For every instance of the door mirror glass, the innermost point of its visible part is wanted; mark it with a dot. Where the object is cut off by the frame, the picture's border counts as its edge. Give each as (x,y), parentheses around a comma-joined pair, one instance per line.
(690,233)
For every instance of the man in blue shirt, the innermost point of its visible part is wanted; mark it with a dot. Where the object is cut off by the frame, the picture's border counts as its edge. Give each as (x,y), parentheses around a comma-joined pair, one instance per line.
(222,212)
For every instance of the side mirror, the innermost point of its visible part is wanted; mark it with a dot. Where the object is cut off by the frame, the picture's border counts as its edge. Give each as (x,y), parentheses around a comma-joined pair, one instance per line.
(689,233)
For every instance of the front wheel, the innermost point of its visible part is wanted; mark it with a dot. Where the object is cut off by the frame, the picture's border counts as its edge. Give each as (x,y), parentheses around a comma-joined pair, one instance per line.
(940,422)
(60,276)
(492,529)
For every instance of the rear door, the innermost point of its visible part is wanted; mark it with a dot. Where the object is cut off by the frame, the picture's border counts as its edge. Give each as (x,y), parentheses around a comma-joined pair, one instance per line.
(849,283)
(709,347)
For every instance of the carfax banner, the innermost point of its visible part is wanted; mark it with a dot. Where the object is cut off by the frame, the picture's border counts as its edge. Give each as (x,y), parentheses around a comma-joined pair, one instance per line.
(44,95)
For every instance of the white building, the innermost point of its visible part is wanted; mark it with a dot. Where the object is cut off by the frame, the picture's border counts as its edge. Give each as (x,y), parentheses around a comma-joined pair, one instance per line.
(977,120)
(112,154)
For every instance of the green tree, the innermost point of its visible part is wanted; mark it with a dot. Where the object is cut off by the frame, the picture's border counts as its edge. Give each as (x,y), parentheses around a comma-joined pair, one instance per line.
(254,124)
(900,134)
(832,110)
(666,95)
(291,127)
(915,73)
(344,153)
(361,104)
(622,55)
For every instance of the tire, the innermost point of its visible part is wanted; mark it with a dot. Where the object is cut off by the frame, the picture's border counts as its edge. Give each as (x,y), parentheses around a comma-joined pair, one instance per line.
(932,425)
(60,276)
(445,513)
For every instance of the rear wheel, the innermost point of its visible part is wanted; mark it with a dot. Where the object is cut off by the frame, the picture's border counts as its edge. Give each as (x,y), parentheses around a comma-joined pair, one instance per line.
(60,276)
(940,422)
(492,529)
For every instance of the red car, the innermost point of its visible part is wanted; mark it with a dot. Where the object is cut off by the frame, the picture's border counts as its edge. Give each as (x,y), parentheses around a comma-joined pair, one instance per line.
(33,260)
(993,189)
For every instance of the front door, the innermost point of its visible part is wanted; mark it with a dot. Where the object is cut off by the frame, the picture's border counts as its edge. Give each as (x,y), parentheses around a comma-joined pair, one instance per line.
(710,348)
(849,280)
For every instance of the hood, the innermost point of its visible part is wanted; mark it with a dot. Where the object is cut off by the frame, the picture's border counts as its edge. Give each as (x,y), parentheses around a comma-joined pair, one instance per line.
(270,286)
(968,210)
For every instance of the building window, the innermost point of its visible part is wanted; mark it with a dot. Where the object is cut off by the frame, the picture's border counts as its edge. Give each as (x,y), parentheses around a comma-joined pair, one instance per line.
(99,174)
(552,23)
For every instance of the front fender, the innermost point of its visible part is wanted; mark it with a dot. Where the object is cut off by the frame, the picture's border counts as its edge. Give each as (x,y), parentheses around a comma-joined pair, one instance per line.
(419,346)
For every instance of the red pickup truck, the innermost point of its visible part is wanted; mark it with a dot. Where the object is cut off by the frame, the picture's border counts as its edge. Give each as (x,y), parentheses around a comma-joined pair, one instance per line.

▬▬▬▬▬▬

• Brief
Give an exact repetition of all the material.

• Written answer
For every instance of the door mirror glass, the innermost point of its visible part is wanted; mark it with a dot. Where the object is cut off by the frame, the picture's border counts as its edge. Give each as (x,y), parentheses around a comma-joined pair, one instance per line.
(690,233)
For every instance of the man in blue shirt, the innermost point of its visible part is wanted; mark it with a dot. Where the object is cut off by the frame, the picture's border counts as its edge. Give each as (x,y), parentheses around a comma-joined pair, one instance per line.
(222,212)
For every instance of the side mirror, the innermost point of its visible part is wanted; mark it with a dot. Where the object is cut off by the frame, the picture's border counts as its edge. Give each as (x,y), parentheses around a comma-joined pair, one instance per line.
(689,233)
For every instance of the front wheel, the innermost point of its visible part is wanted; mark it with a dot. Where the object is cut off by the frame, the picture's border counts as its edge. Give each as (x,y), parentheses around a comma-joined pair, one instance per line.
(940,422)
(60,276)
(492,529)
For every instance of the rear door, the innermost point of its visible part is wanted; mark it with a dot. Where the object is cut off by the frame, the picture's border counts as its edge. Give each as (x,y), parentheses around a comma-joined pair, one instance per line.
(849,283)
(709,347)
For every instance of the carfax banner, the innermost point of its visible part is wanted; mark it with a dot. Where the object is cut off by the frame, the picture's border counts as its edge. Give each as (x,y), parentheses around a comma-joined pair, one instance per line.
(44,95)
For every instance of the white building, the innermost point of its visible part is wanted; mark it with a dot. Where the object is cut off by the frame, the picture's border counts as its edge. Give each as (x,y), parentheses around a comma-joined pair, one instance per line.
(977,120)
(112,154)
For every instance of the green tree, the innermost point of its visible part is wanted; mark it with a dot. Where the object is cut off by the frame, the picture's border counts as its edge. Give each as (x,y), parentheses around a comma-joined pair, one instance per line.
(254,124)
(900,134)
(832,110)
(666,95)
(291,127)
(915,73)
(344,153)
(361,104)
(622,55)
For every instance of the tire, the innermost point of its visible part is wanted; mark it with a dot. Where the object is cut off by the frame, the picture's border counts as its edge. Give each as (x,y), parentheses around a comma-joined pair, one instance per line.
(932,425)
(60,276)
(445,513)
For every instance of the rear wheel, the innermost point of its visible part is wanted; mark it with a dot. Where the object is cut off by the frame, the picture's border counts as its edge. Give each as (x,y), parentheses around a comma-joined pair, one instance per line.
(60,276)
(940,422)
(492,529)
For every instance of the red car, the innermost point of its visible part is wanted; mark it with a dot. Where the object is cut off by the frame, the picture's border counts as its edge. Give each as (x,y), parentheses around a comma-joined pair, one instance per line.
(33,260)
(993,189)
For every instance of the front door, the innermost point of its visible part is wanted; mark it with a dot. Where the object is cut off by the frame, the picture's border counts as its edge. Give each as (x,y), parentheses around a comma-joined pair, one instance per line.
(710,348)
(849,280)
For every instance of the hood, the innermost point of its visible part is wanted; mark it with a dot. Where the object is cut off by the frame, the picture's border counts as its edge. Give each as (x,y), parentheses around a comma-joined pair, one instance per line.
(270,286)
(968,210)
For every instance of the building window, the innermost point of its visible part is wanted; mark it with a dot. Where the object is cut off by the frame, the picture's border counts as its edge. Give each as (x,y), parentheses around a comma-joined pair, one instance per line.
(99,174)
(552,23)
For every instance of the front fender, the innermost point of its visible part is wanted; mark it with a dot. Where the object is cut off by the frame, the picture's border counts as its edge. Give each as (x,y), parentheses around a comma-joined pair, one instance per line.
(419,346)
For every instance of the red pickup truck, the innermost point of its visible part is wanted; mark it with a dot. Where the object is cut off by the frame, the picture's border counts as its edge. Give each as (x,y), parentheses around a comma-joined pair, one instance per line.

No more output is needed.